Iñaki Egaña
Historiador

Ahora los presos políticos

8.500 vascos y vascas han estado en prisión, la mayoría por cierto, lejos de sus domicilios, en una estrategia también política, la del alejamiento.

El concepto de preso político pasa por una serie de filtros que hasta hace bien poco se dejaban en el tintero. Amnesty International los considera si son de conciencia. Los soberanistas catalanes encarcelados quedan fuera de esta definición. El Consejo de Europa ha tardado una eternidad en ofrecer su propia descripción, hace cinco años, redactada por Christoph Strässer y dada por válida para sus 47 estados miembros. En aquellos interminables debates, España introdujo el término de que en ninguno de los casos los condenados por delitos de terrorismo fueran considerados presos políticos. No vayan a pensar que el objetivo era evitar el concepto a los terroristas de guante blanco, sino que la mirada estaba puesta en los presos vascos, en particular en los internados por su militancia en ETA.

El debate no tiene recorrido, porque a pesar del no reconocimiento del término «preso político» en la legislación tanto francesa como española, la actividad del Estado frente a esos encarcelados ya les convierte en presos políticos. Al margen que la definición no se la ofrece en este caso el «enemigo», sino que su propia militancia política la acredita. Jamás los estados admitieron la condición, ni siquiera durante el franquismo. Pero cuando la llamada amnistía de 1977, quienes fueron liberados o deportados fueron esos «inexistentes» presos políticos vascos. Los llamados «comunes», a pesar de la movilización de los internos en la asociación que crearon al efecto, Copel, continuaron presos.

Para mediados de 1962, ETA contabilizaba el encarcelamiento de 28 de sus militantes. La primera condena severa recayó sobre Rafa Albisu, 20 años. Su hijo Mikel fue detenido en 2004 y aún continúa en prisión. Aquellos pioneros de la década de 1960 ya llamaron a la movilización y a la agitación para socializar el encarcelamiento de los suyos. Con el lenguaje de la época, rotundo y con letras contra la metrópoli, en los años en los que la idea colonizadora de Franz Fanon había calado entre los nuestros, la novel organización escribía: «En vosotros se realiza actualmente una trágica verdad inherente a todo pueblo oprimido, sojuzgado: el tributo a la libertad es el sacrificio humano».

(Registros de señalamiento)
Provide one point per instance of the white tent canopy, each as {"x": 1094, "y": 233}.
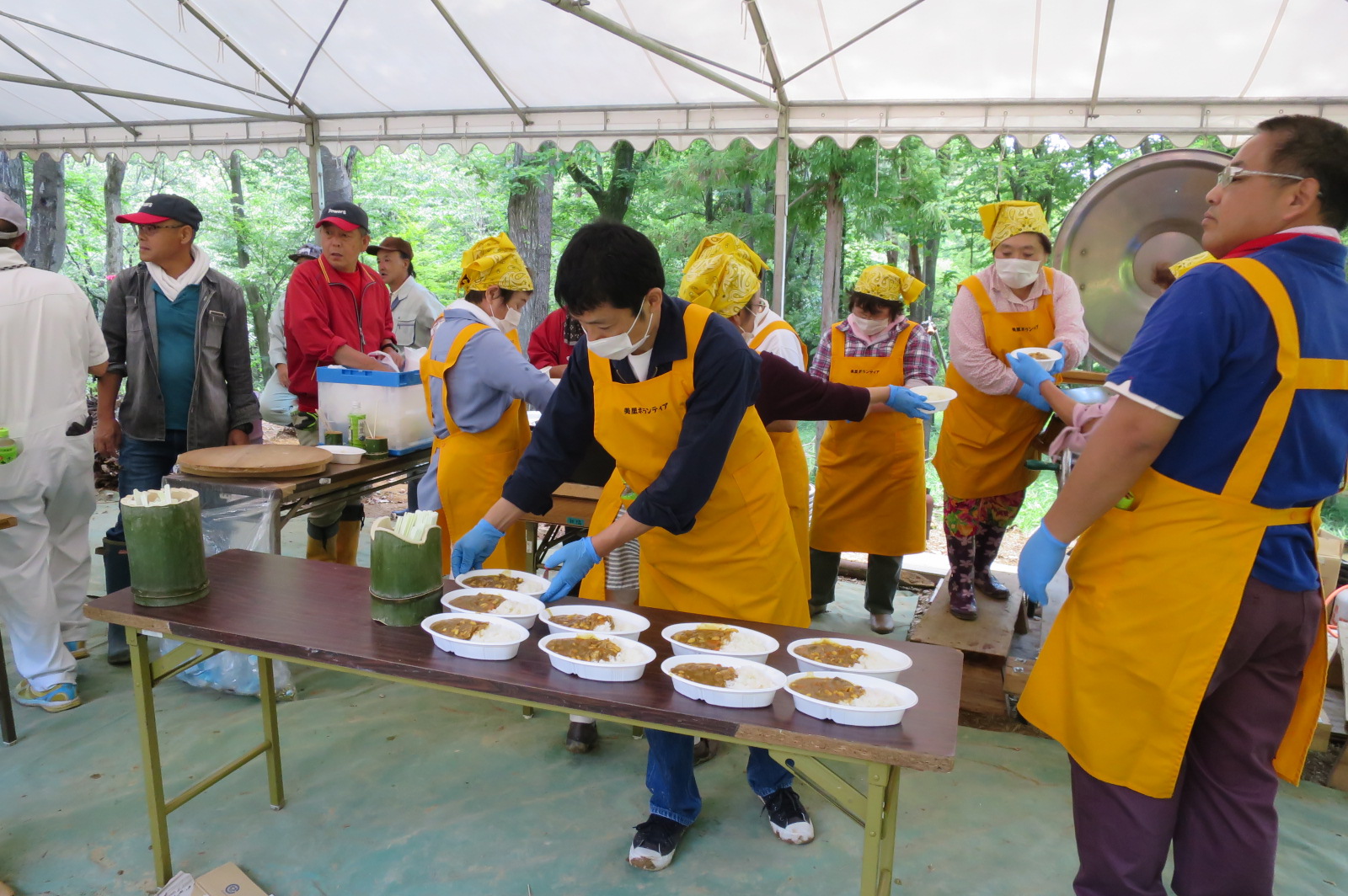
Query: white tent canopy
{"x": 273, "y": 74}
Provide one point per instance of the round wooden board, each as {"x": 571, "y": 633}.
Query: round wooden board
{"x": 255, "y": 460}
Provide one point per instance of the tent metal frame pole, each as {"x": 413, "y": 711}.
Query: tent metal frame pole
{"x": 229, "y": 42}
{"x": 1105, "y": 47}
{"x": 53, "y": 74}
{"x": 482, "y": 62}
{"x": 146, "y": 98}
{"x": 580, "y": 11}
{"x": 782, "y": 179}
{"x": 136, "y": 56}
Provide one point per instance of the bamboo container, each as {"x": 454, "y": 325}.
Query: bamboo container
--
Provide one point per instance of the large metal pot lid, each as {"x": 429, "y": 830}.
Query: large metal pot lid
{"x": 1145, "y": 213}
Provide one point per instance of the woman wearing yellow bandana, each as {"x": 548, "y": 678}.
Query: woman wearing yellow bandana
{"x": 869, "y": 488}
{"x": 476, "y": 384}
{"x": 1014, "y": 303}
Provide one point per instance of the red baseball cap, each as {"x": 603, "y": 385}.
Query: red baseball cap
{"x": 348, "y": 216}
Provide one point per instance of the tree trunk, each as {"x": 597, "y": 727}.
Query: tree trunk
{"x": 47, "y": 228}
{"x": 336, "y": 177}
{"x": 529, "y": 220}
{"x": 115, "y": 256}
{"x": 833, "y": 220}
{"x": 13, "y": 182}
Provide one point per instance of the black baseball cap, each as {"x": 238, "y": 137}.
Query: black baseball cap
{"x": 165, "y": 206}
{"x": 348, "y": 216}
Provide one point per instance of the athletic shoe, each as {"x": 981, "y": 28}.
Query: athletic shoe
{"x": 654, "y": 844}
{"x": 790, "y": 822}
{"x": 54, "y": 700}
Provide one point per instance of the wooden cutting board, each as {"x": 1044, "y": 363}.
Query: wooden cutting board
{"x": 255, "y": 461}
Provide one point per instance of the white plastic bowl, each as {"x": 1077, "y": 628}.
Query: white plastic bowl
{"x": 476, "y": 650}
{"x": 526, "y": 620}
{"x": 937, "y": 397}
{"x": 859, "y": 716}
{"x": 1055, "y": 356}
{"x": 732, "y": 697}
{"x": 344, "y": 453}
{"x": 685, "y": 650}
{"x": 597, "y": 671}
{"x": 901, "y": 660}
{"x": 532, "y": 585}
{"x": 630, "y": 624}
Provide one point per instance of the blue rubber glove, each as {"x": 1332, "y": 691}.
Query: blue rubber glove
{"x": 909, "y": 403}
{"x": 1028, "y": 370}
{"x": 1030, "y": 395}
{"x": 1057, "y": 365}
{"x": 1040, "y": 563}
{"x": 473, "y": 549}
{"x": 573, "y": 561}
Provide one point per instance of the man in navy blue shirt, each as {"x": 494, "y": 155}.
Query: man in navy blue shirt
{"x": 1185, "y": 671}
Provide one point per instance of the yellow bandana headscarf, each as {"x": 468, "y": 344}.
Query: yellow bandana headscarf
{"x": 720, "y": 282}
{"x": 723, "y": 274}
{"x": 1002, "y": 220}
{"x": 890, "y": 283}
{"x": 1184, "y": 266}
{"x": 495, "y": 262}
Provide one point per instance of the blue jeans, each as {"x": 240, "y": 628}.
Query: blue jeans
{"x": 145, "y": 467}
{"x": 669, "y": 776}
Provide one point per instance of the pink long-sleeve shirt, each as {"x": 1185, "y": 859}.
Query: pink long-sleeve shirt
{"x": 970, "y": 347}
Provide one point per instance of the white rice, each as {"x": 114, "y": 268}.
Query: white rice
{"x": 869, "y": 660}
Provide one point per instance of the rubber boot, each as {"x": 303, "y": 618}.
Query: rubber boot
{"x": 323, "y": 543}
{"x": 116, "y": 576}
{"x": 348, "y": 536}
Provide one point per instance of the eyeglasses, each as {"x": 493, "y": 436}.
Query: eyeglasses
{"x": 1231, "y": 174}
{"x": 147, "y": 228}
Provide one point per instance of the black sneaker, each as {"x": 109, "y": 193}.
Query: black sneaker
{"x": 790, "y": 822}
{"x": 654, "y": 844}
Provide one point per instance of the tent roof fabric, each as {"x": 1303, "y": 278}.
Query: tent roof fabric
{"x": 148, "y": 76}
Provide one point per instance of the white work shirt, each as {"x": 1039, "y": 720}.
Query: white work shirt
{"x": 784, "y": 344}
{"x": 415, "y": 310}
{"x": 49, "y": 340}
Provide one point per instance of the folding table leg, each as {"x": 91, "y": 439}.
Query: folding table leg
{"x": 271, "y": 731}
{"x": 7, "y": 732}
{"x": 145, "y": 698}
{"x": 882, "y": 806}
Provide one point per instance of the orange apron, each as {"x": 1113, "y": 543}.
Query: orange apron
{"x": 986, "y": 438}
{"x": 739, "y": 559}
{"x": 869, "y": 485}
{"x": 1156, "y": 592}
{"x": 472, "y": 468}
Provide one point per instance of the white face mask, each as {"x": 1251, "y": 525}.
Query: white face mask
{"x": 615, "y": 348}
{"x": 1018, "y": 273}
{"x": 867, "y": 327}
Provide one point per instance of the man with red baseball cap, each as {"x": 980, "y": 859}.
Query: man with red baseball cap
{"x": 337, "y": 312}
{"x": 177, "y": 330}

REQUISITOS DEL EJERCICIO:
1 > Enumere todas las organizaciones y asociaciones que se mencionan por su nombre en el artículo sobre los presos políticos.
2 > Transcriba del artículo sobre los presos políticos todo lo comprendido desde "Ahora los presos" hasta "la del alejamiento.".
3 > Según el artículo sobre los presos políticos, ¿cuántos de sus militantes encarcelados contabilizaba ETA a mediados de 1962?

CONJUNTO DE RESPUESTAS:
1 > Amnesty International, Consejo de Europa, ETA, Copel

2 >
Ahora los presos políticos

8.500 vascos y vascas han estado en prisión, la mayoría por cierto, lejos de sus domicilios, en una estrategia también política, la del alejamiento.

3 > 28 militantes.